** Requisitos **
(A) No trecho sobre a diaconia, quem é apontado como alguém que explica muito bem o enfoque diaconal da teologia de Lutero?
(B) Edite o trecho sobre a diaconia: escreva-o de novo a partir das palavras "Como poderia acontecer" e pare depois de "Lutero é diaconal.", trocando "enfoque" por "ponto de vista".
(C) Retome o trecho sobre a diaconia e dê continuidade ao texto a partir do ponto em que ele termina.

“A Igreja pode tornar-se a vertente
na qual Deus cria um novo mundo”.
Subsídios para pregação no Dia Nacional da Diaconia
30 de abril de 2017
Quando Martim Lutero afirmou isto, estava convicto de que as pessoas cristãs são capazes de transformar o mundo existente de tal forma que nele se torne visível a boa vontade de Deus para com a sua criação.
Uma ideia fantástica! A Igreja ser o lugar onde Deus cria um novo mundo, diferente deste, marcado por violência, maldade, egoísmo e destruição.
Como poderia acontecer isto?
O enfoque de Lutero poderia ser chamado de “teologia da diaconia”. No entanto, isto não deve ser entendido como se Lutero tivesse desenvolvido, dentro do seu enfoque teológico ou ao lado dele, uma “teologia da diaconia”. Não. O próprio enfoque da teologia de Lutero é diaconal.
Quem explica isto muito bem é Theodor Strohm (em “Teologia da diaconia na perspectiva da Reforma”, no livro de Kjell Nordstokke [org.]. A diaconia em perspectiva bíblica e histórica, São Leopoldo: Sinodal, 2003, páginas 154-190).
Considerando o enfoque principal da teologia de Lutero “a pessoa viverá pela fé”, Strohm fala das consequências para a diaconia quando diz:
Esta justificação por graça tem consequências profundas para a pessoa que se apropria desta verdade. Quando ela crê que é justificada por Deus unicamente pela sua graça e não por algum merecimento próprio, ela adquire um novo olhar sobre si mesma, sobre o mundo e as pessoas. A libertação de si próprio e da soberba, o amor e o humilde temor a Deus são consequências óbvias para o novo ser humano que busca a semelhança com Cristo.
A fé, como obra criadora de vida que Deus realiza na pessoa, é ativa por si própria no amor (conforme Gálatas 5.6). Desta forma, a pessoa que crê não faz obras de amor para sua “autorrealização”. Pelo contrário: quem crê já é uma pessoa realizada e, por isso, está livre para servir à pessoa próxima sem reservas.

** Linhas de dados **
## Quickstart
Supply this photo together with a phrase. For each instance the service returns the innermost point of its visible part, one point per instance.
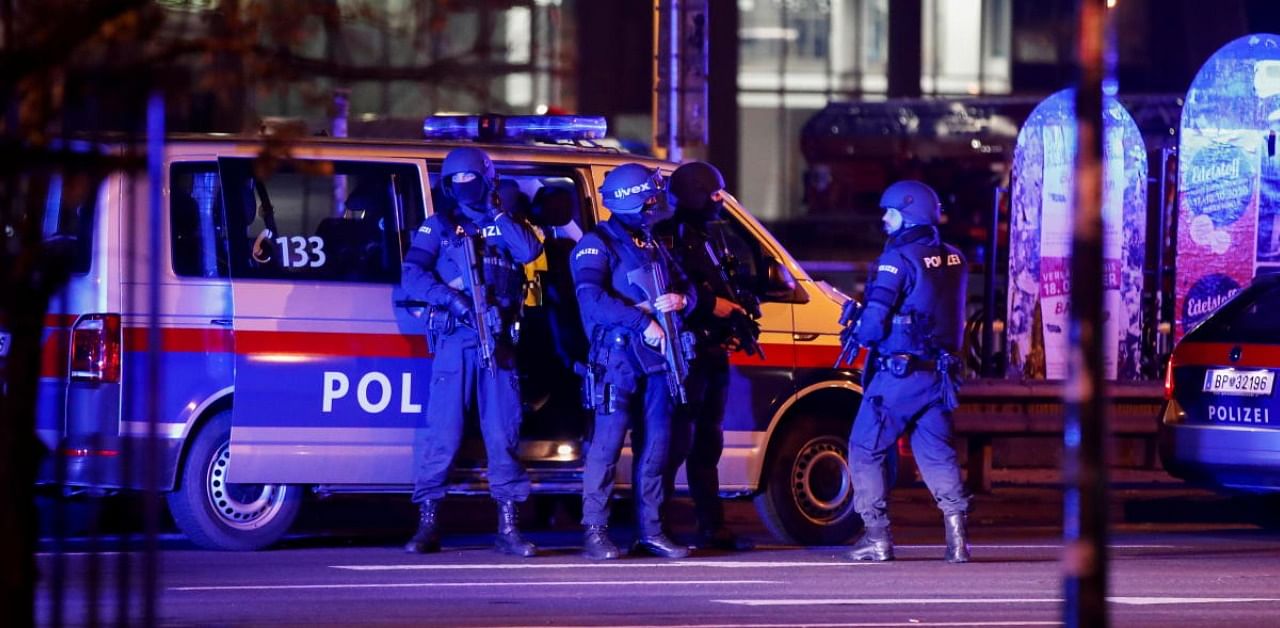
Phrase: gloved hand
(460, 306)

** Respostas por tarefa **
(A) Theodor Strohm.

(B)
Como poderia acontecer isto?
O ponto de vista de Lutero poderia ser chamado de “teologia da diaconia”. No entanto, isto não deve ser entendido como se Lutero tivesse desenvolvido, dentro do seu ponto de vista teológico ou ao lado dele, uma “teologia da diaconia”. Não. O próprio ponto de vista da teologia de Lutero é diaconal.

(C)
A pessoa que foi libertada para o serviço é dirigida para a mesma perspectiva e o mesmo trilho em que também transcorre o serviço divino de reconciliação com o mundo: o amor de Deus que não busca o que é “digno de amor”, mas o que deve ser libertado. Lutero diz: Porque Deus ama “pecadores, maus, tolos, fracos, para torná-los justos, bons, sábios e fortes”. O amor criativo em que Deus introduz a pessoa é “constituído de tal maneira que ele faz alguma coisa, algo precioso, honroso e bem-aventurado a partir daquilo que não é nada, que é insignificante, desprezado, mísero, morto”.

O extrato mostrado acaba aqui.